» **Texte retenu**:
▽
Je n’avais jamais été en Afrique centrale. Je n’avais jamais posé le pied dans un endroit aussi coupé du monde : plus aucune route ne mène à Kabalo. Les bateaux sur le puissant fleuve avaient tous été détruits et l’on voyait ici ou là leurs carcasses rouillées émerger du courant. Il ne reste que deux trains pour desservir un territoire aussi vaste que l’Europe centrale et ils opèrent sur un réseau largement moribond, selon un horaire fantasque.Il y a bien une gare décrépite à Kabalo, un vestige d’un glorieux passé où les trains partaient chaque jour vers les quatre points cardinaux. Aujourd’hui, la ville est sans électricité. Le rue principale est certes bordée par des lampadaires élégants, mais ils ne fonctionnent plus depuis des décennies. Il n’y a plus d’eau courante non plus, sauf l’eau du fleuve, et les gens la boivent directement depuis les rives boueuses. La plupart des bâtiments en dur sont détruits ou effondrés. L’hôpital est pris en charge par Médecins sans frontières et leurs générateurs nous ont permis de recharger les batteries de nos caméras.
△
» **Données brutes**:
▽
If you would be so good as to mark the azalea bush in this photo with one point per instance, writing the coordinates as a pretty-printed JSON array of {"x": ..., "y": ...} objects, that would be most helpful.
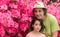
[{"x": 15, "y": 15}]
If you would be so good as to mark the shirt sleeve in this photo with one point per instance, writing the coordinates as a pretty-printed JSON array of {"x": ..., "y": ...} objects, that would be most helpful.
[{"x": 54, "y": 24}]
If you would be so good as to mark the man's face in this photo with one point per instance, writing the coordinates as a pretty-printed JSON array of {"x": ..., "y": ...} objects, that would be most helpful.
[{"x": 39, "y": 13}]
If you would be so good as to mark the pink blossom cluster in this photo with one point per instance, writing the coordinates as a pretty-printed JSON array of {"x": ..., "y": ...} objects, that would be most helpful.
[{"x": 15, "y": 16}]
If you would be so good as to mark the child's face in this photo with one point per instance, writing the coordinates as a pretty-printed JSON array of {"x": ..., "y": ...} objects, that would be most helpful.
[
  {"x": 36, "y": 26},
  {"x": 39, "y": 13}
]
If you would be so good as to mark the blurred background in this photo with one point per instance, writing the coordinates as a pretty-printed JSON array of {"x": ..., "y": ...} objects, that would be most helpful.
[{"x": 15, "y": 15}]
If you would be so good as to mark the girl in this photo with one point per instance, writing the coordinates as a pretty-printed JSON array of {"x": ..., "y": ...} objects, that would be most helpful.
[{"x": 36, "y": 28}]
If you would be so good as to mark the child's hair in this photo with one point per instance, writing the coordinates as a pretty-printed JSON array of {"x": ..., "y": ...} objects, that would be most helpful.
[{"x": 32, "y": 23}]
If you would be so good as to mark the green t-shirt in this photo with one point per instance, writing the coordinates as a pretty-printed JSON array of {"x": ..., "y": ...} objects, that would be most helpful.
[{"x": 51, "y": 25}]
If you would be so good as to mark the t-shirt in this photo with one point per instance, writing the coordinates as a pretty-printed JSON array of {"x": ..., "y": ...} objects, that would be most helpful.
[{"x": 51, "y": 25}]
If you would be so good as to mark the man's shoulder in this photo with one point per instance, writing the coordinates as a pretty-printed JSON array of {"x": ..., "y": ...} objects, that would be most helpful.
[{"x": 51, "y": 16}]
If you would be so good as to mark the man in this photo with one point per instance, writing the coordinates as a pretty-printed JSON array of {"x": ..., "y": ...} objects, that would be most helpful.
[{"x": 50, "y": 22}]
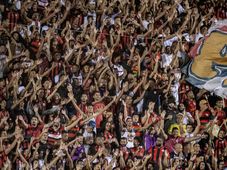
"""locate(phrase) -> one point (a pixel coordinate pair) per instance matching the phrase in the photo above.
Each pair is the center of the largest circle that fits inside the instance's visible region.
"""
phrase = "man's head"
(84, 98)
(34, 121)
(189, 128)
(175, 132)
(135, 118)
(136, 142)
(159, 142)
(97, 96)
(123, 141)
(178, 148)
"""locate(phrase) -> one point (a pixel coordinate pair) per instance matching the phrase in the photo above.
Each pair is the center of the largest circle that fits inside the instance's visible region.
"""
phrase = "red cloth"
(99, 118)
(171, 141)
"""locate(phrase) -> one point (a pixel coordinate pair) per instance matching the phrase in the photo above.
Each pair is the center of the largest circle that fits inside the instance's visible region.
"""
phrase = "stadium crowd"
(97, 84)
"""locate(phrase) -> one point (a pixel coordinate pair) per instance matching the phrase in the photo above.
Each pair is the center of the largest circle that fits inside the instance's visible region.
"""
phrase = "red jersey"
(99, 118)
(191, 108)
(138, 151)
(32, 131)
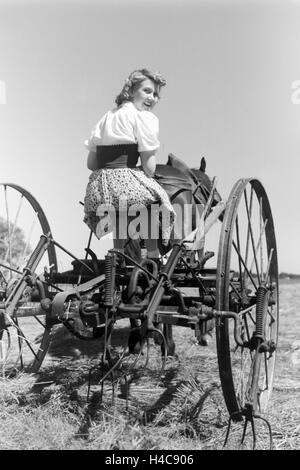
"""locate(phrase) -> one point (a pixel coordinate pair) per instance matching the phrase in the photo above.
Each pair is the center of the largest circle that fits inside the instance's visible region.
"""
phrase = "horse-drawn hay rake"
(239, 298)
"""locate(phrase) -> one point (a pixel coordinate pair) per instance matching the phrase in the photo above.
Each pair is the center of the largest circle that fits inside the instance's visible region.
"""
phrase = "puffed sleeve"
(147, 131)
(95, 137)
(89, 144)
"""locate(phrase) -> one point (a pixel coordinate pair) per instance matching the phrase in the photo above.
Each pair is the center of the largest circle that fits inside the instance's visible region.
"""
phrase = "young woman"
(117, 141)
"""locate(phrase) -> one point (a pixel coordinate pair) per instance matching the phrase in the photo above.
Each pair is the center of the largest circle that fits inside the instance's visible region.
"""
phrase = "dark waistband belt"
(117, 156)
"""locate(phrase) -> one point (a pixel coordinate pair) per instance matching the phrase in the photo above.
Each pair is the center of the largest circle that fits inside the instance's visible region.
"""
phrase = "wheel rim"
(24, 339)
(247, 261)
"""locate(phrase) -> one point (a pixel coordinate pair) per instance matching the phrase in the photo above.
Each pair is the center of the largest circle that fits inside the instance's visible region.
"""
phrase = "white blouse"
(126, 125)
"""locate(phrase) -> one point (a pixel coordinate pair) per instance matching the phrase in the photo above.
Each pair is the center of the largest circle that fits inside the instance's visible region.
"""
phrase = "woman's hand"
(148, 162)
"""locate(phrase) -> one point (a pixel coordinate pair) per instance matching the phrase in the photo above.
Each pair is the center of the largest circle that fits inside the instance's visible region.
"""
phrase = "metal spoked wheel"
(247, 284)
(24, 339)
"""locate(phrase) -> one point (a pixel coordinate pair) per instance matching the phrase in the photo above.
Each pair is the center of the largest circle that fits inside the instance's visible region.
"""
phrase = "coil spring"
(262, 292)
(109, 278)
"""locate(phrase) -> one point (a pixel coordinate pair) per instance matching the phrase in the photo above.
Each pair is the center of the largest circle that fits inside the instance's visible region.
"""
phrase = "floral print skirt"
(110, 186)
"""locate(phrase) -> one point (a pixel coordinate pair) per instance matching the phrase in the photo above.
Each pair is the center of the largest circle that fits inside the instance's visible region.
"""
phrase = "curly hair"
(134, 80)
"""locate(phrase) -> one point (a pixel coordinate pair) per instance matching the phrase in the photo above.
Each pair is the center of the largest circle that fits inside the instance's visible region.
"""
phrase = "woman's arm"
(92, 161)
(148, 162)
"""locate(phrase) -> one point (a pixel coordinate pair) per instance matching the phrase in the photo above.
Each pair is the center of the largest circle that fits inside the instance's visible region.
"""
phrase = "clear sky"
(229, 66)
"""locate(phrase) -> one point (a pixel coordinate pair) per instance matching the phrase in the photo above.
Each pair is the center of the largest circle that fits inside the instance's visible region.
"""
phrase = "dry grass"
(183, 410)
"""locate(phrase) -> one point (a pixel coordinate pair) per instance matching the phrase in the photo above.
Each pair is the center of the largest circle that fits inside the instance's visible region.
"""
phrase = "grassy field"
(183, 409)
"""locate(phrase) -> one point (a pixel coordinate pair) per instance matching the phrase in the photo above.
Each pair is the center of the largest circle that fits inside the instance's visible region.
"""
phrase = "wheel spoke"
(243, 263)
(8, 228)
(248, 233)
(252, 238)
(239, 249)
(247, 248)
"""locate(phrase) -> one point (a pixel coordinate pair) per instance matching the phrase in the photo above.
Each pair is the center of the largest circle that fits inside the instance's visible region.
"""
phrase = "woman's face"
(146, 95)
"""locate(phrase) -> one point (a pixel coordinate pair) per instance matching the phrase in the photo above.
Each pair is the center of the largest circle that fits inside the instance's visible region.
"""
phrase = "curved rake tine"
(269, 429)
(165, 349)
(229, 426)
(247, 420)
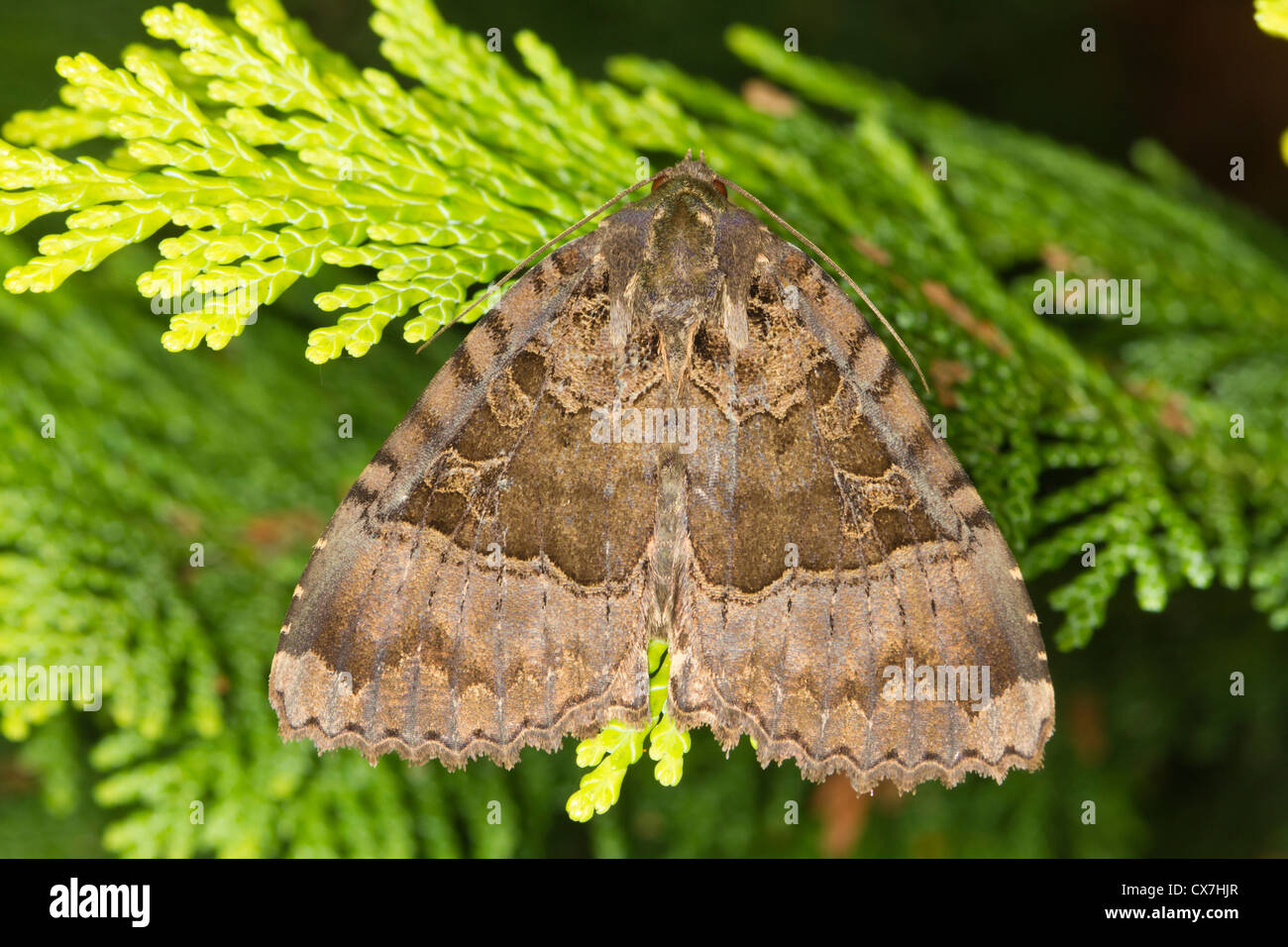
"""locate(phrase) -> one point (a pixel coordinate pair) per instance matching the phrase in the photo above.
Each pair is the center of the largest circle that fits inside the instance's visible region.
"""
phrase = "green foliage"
(267, 159)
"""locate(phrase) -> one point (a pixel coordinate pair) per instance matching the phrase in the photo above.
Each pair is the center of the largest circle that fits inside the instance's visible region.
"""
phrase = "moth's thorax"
(681, 278)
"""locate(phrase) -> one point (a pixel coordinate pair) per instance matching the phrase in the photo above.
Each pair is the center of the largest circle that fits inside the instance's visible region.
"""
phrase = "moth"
(677, 427)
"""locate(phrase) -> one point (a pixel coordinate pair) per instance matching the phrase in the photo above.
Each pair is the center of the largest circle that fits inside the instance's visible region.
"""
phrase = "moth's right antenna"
(832, 263)
(531, 257)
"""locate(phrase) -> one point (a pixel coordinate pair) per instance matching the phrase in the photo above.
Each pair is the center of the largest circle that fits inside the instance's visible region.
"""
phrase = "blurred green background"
(237, 450)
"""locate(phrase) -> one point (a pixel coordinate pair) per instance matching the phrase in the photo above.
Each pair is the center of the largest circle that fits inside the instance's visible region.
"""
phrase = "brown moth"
(674, 428)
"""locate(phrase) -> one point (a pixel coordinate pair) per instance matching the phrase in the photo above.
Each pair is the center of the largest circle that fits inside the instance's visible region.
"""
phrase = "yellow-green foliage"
(262, 157)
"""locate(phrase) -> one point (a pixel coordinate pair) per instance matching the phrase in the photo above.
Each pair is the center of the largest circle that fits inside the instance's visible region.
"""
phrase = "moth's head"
(694, 178)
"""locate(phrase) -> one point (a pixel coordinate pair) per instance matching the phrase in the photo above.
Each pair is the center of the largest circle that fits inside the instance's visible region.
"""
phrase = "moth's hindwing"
(835, 538)
(478, 589)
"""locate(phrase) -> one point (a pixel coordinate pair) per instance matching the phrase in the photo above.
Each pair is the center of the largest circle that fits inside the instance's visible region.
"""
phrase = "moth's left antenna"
(531, 257)
(832, 263)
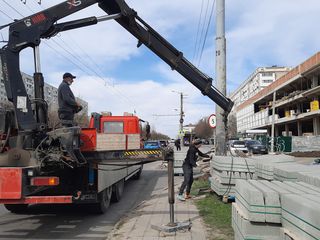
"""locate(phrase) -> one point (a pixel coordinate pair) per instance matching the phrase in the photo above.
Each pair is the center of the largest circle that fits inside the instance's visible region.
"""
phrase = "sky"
(114, 75)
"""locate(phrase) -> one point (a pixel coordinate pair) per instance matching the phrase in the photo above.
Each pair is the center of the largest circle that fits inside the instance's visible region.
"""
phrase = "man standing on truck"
(187, 167)
(67, 102)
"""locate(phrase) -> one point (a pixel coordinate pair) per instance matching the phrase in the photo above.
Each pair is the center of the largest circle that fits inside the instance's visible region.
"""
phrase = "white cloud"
(259, 33)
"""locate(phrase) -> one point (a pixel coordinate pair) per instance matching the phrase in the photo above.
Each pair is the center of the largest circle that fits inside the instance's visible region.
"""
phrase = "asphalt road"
(75, 222)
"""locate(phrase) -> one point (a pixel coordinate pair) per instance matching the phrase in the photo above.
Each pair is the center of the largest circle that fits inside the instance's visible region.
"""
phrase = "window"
(266, 74)
(268, 80)
(113, 127)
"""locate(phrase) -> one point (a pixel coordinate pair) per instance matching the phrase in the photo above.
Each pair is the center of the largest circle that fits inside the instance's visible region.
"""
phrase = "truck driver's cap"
(197, 142)
(66, 75)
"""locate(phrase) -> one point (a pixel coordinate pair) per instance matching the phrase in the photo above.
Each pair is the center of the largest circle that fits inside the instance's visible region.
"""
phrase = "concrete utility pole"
(181, 115)
(272, 124)
(220, 140)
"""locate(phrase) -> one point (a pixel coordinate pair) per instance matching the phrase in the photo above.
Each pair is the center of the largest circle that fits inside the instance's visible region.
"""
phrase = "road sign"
(212, 120)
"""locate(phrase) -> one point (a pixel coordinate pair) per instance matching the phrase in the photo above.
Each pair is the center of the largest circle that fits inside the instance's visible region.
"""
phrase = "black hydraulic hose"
(6, 140)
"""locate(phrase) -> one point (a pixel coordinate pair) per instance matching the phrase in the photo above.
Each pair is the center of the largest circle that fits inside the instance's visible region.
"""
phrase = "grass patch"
(215, 213)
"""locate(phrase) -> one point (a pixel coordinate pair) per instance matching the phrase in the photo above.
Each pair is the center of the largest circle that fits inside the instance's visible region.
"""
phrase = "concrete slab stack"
(312, 178)
(291, 172)
(265, 164)
(244, 229)
(291, 209)
(300, 216)
(225, 170)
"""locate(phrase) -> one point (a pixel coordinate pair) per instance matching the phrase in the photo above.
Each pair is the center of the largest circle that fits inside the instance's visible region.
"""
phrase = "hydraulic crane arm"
(155, 42)
(28, 31)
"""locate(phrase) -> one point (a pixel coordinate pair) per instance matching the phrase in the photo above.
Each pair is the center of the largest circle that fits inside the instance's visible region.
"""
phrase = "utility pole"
(181, 116)
(272, 124)
(220, 140)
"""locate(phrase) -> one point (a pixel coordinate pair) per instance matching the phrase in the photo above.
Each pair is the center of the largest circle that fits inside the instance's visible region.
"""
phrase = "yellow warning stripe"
(135, 153)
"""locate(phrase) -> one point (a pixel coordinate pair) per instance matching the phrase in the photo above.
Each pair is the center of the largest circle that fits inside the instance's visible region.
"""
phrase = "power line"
(203, 28)
(198, 28)
(6, 14)
(12, 8)
(206, 34)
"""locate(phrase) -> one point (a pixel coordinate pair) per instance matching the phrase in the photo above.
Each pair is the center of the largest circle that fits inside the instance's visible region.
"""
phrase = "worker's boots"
(188, 196)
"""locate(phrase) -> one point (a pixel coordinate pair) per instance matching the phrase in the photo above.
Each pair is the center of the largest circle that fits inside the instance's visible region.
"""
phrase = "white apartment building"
(258, 80)
(297, 95)
(261, 78)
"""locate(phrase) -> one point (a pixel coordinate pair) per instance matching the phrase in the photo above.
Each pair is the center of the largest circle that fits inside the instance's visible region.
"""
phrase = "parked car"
(256, 147)
(236, 145)
(205, 141)
(163, 143)
(152, 145)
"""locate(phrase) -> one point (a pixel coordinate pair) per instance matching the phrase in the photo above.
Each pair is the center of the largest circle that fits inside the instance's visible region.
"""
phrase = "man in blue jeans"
(187, 167)
(67, 102)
△
» **Consignes**:
• A. Dans le récit sur Kabalo, relevez chaque équipement ou infrastructure décrit comme absent, détruit ou hors d'usage.
• B. Poursuivez le récit sur Kabalo après sa dernière phrase.

» **Réponses**:
• A.
- Les routes : plus aucune ne mène à Kabalo.
- Les bateaux sur le fleuve : tous détruits.
- L'électricité : la ville en est privée.
- Les lampadaires de la rue principale : ils ne fonctionnent plus depuis des décennies.
- L'eau courante : il n'y en a plus.
- Les bâtiments en dur : pour la plupart détruits ou effondrés.

• B.
L’impression la plus saisissante à notre arrivée : même s’il y a tellement à faire ici, personne ne semble travailler à part les femmes. Et elles travaillent en effet très dur, de l’aube jusqu’en fin de soirée. Elles marchent des kilomètres pour aller chercher de l’eau. Elles ramassent le bois pour la cuisson. Elles travaillent dans les champs pour de maigres récoltes. Elles marchent longuement pour se rendre au marché. Elles prennent soin des enfants.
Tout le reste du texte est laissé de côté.